## EXERCISE TASK
In each of the records below, swap "Point coordinates" for "Marked points" and leave all other text unchanged.

***** DATASET ENTRIES

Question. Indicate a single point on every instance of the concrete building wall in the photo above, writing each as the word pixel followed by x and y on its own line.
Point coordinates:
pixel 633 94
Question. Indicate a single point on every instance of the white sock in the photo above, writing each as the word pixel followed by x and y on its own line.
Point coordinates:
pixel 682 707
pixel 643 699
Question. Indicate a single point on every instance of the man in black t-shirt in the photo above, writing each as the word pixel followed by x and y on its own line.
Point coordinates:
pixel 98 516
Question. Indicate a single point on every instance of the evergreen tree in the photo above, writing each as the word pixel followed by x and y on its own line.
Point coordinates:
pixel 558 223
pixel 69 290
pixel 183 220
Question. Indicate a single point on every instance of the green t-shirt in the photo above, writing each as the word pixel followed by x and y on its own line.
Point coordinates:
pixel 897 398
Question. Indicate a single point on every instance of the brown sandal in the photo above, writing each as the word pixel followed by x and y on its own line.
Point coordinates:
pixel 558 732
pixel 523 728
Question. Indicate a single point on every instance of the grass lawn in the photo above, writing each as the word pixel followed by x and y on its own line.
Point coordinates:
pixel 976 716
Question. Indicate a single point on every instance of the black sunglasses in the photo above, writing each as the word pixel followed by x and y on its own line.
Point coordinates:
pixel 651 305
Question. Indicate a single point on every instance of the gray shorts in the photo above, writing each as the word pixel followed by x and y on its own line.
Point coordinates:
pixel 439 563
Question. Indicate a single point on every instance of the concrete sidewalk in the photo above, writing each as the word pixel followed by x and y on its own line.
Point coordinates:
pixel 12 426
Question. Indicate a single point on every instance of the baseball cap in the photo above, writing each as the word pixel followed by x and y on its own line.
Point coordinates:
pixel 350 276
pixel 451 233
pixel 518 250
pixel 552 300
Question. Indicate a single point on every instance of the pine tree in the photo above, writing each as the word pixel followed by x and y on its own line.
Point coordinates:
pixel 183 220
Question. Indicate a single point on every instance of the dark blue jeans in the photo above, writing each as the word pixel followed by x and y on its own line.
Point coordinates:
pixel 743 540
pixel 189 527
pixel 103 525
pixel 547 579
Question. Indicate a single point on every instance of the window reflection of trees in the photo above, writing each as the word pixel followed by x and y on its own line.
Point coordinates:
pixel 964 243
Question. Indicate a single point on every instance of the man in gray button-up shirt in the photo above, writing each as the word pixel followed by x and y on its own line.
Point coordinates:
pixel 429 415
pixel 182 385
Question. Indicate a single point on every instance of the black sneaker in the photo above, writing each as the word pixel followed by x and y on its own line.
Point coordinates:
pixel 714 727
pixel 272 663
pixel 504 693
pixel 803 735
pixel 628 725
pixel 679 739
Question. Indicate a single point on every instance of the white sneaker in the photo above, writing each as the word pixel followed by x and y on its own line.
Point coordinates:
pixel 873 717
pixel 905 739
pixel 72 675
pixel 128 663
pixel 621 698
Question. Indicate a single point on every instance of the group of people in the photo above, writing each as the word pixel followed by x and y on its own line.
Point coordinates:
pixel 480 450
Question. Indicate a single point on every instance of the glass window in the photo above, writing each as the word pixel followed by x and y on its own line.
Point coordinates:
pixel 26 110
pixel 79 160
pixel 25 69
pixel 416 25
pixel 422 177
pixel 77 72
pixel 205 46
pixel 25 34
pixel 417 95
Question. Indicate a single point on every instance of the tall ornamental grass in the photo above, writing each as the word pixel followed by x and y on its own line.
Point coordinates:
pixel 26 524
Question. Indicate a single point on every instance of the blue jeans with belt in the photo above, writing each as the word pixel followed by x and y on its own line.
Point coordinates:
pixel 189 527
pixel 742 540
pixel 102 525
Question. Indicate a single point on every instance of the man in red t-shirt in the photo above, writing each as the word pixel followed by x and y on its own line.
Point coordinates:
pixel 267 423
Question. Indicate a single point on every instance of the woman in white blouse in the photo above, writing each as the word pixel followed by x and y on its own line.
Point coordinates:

**********

## EXERCISE RESPONSE
Question. Indicate a single point on every instance of the concrete building wall in the photo above, writing each as the word pixel followed by x and y on its own line.
Marked points:
pixel 633 94
Question. Indicate a single point on every instance of the white sock in the photo above, writing each as the word pixel followed by x and y on its own line.
Marked points:
pixel 682 707
pixel 643 699
Question. Indicate a single point on every instance of the man in black t-shirt in the photo above, writing each as the word pixel followed by x and y on its own line.
Marked points:
pixel 98 516
Question. Indicate a single point on every instance of the evergreen tree in the photo above, writing each as the word pixel followed by x and y on its own line.
Marked points:
pixel 558 223
pixel 69 290
pixel 183 220
Question. Indicate a single point on every instance of the green t-shirt in the photo above, writing each as the word pixel followed by x and y on its own line.
Marked points:
pixel 897 398
Question. Indicate a single point on every instance of the brown sandal in the photo above, writing each as the word pixel followed by x and y on its own line.
Marked points:
pixel 558 732
pixel 523 728
Question. Indicate a single point on every instance of the grass lawn in the photo above, writing each as the word pixel followed by x and y on its own line.
Marked points:
pixel 976 716
Question. Indicate a single point on every instance of the black sunglasses in the photo above, writing each as the word pixel followed by x and y on its own line.
Marked points:
pixel 651 305
Question. Indicate a single point on every instance of the gray shorts in the photo above, writing each as the word pixel followed by x and y on its own line.
Marked points:
pixel 439 563
Question. Indicate a single point on every instance of the concrete sidewalk in the photo above, writing each as the word pixel followed by x and y on its own line.
Marked points:
pixel 12 426
Question. Indicate a single point on every instance of the baseball cap in the photo above, writing each as the word pixel followed by x and y on its own line.
Marked points:
pixel 350 276
pixel 451 233
pixel 518 250
pixel 552 300
Question. Indicate a single point on every instance of the pine tree in the photo above, writing each as the word pixel followed by x and y on its own line.
Marked points:
pixel 183 220
Question. Indicate a single point on every instance of the dark blue jeans in the photo above, writing each as the word pixel followed by x and y on its own line.
Marked points:
pixel 743 540
pixel 189 527
pixel 103 525
pixel 547 579
Question. Indicate a single point on every instance of the window reflection of trees in the photo above, writing each as the word pixel followed by x and y on its own line.
Marked points:
pixel 964 243
Question. Indicate a single point on every instance of the man in gray button-up shirt in the photo above, writing each as the word pixel followed by x and y on its own line.
Marked points:
pixel 429 415
pixel 182 385
Question. Indicate a single point on every instance of the black sneaker in the photo above, writing each as the word pixel followed by x and y on its own line.
Marked points:
pixel 714 727
pixel 272 663
pixel 504 693
pixel 803 735
pixel 628 725
pixel 679 739
Question. Indicate a single point on every instance of the white sneaker in the photo above, writing each as the word pixel followed by x and y on its own line.
Marked points:
pixel 873 717
pixel 905 739
pixel 72 675
pixel 128 663
pixel 621 698
Question. Indicate a single point on every instance of the group of people in the photo above, writing each as the word pixel followed by x and y on its own line.
Marked points:
pixel 480 450
Question. Indicate a single point on every instance of the glass window in the photo above, writing each as the word pixel followed by x and y on its own line.
Marked points:
pixel 26 110
pixel 79 160
pixel 25 69
pixel 416 25
pixel 422 177
pixel 77 72
pixel 205 46
pixel 25 34
pixel 417 95
Question. Indicate a single point on every instance of the tall ornamental grass in the photo above, writing each as the word pixel followed by x and y on its own line.
Marked points:
pixel 26 524
Question. Indicate a single point on every instance of the blue jeans with belt in the photo above, writing each as the word pixel followed by x and y on its own line.
Marked points:
pixel 189 527
pixel 742 540
pixel 102 525
Question. Indicate a single point on every instance of the man in red t-shirt in the photo above, writing each as the word pixel followed by x and y on its own line.
Marked points:
pixel 267 423
Question. Indicate a single point on every instance of the woman in white blouse in the photo above, writing each as the word pixel followed by x and y on its own line.
Marked points:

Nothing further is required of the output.